▸ **Information provided**
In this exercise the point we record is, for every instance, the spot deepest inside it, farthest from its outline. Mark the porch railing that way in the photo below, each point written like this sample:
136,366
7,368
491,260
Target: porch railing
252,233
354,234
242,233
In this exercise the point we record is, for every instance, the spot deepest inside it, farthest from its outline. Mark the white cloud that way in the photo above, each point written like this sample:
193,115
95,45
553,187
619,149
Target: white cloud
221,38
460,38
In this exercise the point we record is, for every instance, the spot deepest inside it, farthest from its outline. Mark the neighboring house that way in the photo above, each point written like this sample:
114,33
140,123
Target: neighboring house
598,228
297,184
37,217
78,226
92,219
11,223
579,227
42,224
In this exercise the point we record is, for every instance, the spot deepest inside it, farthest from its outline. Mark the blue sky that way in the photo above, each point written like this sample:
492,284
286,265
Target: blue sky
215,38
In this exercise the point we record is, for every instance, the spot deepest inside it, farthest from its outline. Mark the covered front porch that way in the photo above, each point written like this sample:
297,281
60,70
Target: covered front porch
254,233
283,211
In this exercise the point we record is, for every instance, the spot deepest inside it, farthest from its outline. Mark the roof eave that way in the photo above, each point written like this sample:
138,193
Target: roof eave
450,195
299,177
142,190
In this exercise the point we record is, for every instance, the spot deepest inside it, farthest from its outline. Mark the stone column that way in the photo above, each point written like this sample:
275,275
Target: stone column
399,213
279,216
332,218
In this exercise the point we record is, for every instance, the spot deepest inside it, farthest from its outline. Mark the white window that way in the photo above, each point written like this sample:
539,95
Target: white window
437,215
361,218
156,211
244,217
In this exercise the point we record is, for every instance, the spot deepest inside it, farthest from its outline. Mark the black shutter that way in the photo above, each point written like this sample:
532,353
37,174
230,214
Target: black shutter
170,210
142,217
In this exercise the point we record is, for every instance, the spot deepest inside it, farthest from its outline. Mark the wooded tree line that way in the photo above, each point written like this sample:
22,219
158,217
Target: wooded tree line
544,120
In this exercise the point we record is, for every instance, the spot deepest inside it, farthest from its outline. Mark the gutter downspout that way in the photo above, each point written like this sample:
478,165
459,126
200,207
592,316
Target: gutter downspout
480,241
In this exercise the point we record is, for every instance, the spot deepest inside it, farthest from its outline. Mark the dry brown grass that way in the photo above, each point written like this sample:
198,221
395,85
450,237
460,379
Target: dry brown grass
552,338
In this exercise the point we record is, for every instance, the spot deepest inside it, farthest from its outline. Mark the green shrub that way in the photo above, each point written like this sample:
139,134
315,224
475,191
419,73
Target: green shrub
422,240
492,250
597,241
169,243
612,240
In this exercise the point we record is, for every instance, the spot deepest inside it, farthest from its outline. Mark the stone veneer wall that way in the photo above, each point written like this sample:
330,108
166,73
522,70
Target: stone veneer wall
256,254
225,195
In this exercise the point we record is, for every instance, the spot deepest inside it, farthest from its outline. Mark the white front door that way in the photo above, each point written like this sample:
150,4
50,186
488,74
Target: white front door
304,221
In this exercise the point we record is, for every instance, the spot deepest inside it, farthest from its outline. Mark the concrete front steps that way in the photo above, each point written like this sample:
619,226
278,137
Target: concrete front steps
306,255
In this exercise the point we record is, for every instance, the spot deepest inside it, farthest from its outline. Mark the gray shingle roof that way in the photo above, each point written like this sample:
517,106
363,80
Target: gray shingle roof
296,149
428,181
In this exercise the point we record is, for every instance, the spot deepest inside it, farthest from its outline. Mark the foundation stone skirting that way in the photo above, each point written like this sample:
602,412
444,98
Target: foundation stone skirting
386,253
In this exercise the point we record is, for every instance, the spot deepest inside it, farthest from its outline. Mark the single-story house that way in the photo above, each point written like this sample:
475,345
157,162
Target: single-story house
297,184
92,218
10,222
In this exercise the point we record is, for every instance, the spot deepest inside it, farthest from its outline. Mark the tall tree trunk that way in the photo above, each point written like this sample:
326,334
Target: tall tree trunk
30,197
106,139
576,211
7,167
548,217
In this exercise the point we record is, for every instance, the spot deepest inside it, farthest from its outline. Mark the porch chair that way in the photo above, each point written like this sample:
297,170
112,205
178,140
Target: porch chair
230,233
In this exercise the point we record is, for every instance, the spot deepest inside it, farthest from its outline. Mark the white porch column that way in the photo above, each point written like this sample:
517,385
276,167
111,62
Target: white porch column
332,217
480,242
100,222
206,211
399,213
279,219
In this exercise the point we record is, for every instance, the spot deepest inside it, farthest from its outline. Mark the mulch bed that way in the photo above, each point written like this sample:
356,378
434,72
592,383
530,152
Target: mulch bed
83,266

...

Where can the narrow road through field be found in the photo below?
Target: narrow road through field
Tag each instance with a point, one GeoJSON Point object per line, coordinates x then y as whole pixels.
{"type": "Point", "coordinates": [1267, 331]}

---

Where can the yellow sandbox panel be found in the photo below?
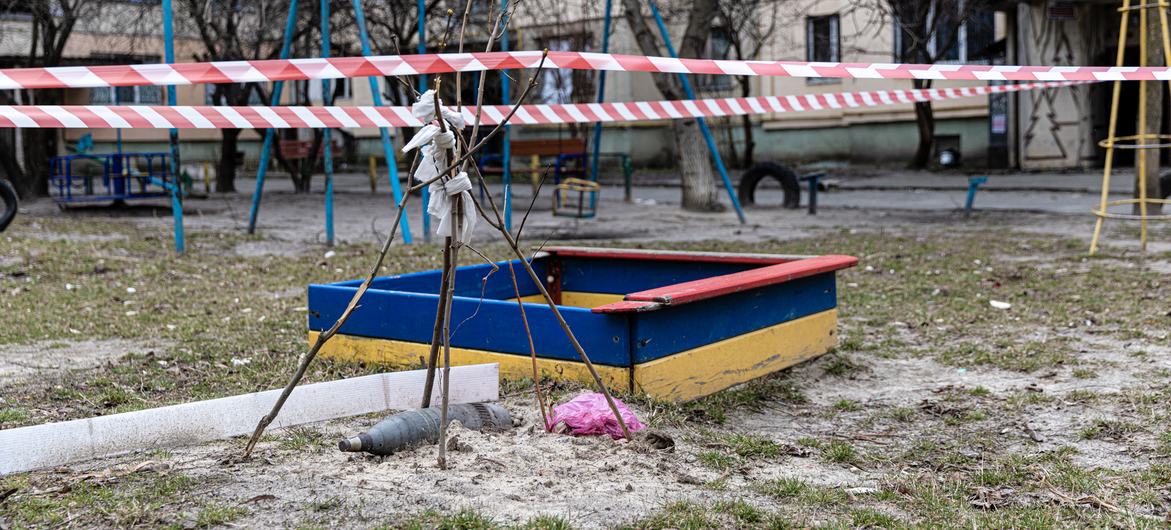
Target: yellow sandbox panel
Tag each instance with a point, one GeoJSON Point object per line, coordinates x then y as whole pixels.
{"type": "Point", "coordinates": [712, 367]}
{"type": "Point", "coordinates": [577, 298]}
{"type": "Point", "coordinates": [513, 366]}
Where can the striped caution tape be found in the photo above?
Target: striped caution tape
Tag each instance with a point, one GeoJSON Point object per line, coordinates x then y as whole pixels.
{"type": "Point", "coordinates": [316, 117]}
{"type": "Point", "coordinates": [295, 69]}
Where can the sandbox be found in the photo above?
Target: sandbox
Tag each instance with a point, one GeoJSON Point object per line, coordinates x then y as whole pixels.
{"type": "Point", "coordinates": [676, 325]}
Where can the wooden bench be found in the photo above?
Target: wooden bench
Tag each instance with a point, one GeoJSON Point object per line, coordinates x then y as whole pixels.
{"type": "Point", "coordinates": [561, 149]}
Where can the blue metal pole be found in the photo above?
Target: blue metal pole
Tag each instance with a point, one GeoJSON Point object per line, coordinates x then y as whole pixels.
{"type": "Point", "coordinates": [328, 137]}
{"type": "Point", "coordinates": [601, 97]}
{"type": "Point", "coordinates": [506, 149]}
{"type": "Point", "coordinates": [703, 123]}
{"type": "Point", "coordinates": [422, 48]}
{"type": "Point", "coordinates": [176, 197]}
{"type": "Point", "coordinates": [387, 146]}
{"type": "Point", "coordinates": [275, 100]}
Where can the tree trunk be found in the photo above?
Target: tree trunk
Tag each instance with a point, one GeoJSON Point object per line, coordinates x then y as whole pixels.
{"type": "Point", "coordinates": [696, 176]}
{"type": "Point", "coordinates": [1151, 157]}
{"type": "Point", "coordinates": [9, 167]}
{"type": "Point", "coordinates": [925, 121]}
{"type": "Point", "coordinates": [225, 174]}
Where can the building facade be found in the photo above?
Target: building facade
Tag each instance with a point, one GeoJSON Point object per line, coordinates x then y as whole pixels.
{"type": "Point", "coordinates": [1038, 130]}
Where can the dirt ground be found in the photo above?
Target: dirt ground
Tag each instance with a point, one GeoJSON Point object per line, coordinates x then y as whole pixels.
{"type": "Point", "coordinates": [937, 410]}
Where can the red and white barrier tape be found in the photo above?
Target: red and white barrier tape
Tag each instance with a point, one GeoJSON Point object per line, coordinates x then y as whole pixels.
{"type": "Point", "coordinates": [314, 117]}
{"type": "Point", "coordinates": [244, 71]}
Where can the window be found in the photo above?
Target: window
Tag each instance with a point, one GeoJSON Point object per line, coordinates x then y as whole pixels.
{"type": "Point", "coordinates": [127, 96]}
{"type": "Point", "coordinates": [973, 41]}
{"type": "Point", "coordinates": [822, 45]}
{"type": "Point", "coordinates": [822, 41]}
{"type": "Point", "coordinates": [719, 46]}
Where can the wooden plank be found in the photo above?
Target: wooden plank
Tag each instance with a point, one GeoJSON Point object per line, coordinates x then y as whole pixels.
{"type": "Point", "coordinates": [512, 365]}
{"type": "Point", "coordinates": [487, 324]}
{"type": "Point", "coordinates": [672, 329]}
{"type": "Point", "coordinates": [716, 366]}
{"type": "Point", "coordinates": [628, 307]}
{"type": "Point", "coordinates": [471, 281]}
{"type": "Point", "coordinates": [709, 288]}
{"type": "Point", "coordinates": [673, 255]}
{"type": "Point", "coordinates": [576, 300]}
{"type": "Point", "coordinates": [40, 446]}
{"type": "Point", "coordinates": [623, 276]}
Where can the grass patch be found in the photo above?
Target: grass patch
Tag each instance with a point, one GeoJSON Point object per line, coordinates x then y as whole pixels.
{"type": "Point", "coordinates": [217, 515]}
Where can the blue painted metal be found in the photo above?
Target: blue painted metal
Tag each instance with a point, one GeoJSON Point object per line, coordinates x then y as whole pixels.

▸ **Task details**
Print the data again without changes, starting with the line that contains "the stone veneer" and going on through the line that contains "Target: stone veneer wall".

▸ **Solution to this exercise**
In this exercise the point we record is, for every instance, the spot deepest inside it, farthest from its outline. Mark the stone veneer wall that way in the photo above, each point written like this sample:
330,108
166,73
522,70
Target: stone veneer wall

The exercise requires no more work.